## Set task
Pull out every line of the entries below that contains the string "lavender", matching its capitalization exactly, and list those lines.

··· The records

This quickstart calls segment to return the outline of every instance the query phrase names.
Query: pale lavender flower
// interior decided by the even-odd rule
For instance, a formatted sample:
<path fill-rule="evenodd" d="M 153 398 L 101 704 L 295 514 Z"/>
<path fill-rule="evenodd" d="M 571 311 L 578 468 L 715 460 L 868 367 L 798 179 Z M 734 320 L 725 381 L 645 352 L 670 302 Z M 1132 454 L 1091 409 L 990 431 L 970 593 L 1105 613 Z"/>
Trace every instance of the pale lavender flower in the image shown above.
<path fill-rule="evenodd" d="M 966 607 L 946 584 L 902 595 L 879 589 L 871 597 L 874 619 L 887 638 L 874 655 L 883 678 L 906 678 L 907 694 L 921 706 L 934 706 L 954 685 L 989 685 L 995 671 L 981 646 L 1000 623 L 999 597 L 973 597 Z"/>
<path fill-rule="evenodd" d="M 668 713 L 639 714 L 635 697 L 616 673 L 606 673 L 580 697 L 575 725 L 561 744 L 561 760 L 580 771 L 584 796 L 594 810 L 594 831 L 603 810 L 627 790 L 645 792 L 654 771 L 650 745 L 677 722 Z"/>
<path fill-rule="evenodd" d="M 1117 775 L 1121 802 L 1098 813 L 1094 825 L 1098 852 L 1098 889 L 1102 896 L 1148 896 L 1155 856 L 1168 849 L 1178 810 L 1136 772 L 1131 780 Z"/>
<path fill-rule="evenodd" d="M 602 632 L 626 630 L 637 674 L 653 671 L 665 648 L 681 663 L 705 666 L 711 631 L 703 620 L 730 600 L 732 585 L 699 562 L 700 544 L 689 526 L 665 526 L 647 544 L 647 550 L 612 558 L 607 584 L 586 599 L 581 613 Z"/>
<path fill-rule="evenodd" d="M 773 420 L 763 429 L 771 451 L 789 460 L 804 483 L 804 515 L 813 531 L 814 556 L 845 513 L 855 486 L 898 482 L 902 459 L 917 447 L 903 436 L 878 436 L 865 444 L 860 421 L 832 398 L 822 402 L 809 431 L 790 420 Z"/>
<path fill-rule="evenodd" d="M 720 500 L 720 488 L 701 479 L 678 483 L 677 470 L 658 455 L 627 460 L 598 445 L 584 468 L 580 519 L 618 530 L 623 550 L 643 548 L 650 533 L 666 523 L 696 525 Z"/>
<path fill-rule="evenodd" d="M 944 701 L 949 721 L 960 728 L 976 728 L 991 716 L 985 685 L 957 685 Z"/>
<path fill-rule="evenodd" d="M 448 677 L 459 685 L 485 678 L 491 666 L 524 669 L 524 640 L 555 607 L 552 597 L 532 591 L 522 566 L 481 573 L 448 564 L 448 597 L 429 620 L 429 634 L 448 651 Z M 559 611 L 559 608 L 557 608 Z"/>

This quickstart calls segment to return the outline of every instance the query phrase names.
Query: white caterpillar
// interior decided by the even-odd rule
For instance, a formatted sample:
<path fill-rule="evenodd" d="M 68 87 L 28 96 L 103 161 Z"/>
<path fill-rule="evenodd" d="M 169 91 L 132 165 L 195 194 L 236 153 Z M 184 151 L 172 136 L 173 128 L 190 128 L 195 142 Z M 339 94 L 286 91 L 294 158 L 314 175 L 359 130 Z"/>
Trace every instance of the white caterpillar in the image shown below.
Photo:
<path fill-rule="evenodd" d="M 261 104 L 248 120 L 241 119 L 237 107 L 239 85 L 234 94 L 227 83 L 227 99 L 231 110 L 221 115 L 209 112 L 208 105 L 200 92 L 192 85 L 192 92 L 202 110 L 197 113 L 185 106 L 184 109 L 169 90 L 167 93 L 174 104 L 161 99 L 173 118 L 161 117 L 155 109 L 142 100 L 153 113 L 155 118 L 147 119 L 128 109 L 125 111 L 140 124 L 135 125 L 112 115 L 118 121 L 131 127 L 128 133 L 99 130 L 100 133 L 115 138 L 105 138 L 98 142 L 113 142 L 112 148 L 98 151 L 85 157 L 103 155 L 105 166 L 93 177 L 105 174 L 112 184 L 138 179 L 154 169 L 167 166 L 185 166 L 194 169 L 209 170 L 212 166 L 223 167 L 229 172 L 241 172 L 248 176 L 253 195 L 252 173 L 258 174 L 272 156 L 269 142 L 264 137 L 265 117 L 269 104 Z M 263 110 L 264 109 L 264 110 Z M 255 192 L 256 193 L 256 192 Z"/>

······
··· The records

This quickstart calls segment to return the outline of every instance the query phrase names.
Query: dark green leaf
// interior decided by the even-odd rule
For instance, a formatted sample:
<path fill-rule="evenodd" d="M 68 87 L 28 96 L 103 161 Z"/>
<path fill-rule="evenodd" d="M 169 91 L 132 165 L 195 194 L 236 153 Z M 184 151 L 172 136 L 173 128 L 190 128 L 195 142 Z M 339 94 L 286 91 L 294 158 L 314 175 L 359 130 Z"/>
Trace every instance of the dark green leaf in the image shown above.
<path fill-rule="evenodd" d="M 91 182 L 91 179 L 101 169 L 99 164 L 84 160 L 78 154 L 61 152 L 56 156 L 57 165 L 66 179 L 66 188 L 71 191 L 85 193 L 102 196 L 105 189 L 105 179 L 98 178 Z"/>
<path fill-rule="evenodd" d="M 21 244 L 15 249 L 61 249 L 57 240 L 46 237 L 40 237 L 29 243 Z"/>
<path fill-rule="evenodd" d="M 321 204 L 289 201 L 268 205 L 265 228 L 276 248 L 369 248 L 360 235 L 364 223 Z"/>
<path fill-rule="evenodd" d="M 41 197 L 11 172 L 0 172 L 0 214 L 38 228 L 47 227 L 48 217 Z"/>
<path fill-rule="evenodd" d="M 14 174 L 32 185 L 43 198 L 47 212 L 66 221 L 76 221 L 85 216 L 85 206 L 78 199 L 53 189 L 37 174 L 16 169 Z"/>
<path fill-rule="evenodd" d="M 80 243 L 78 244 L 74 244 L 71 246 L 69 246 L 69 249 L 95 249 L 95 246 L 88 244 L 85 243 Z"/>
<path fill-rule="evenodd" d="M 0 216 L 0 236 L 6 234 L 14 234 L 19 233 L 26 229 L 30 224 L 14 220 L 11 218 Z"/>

······

## Correct answer
Query: pale lavender flower
Trace every instance of the pale lavender flower in the image shown above.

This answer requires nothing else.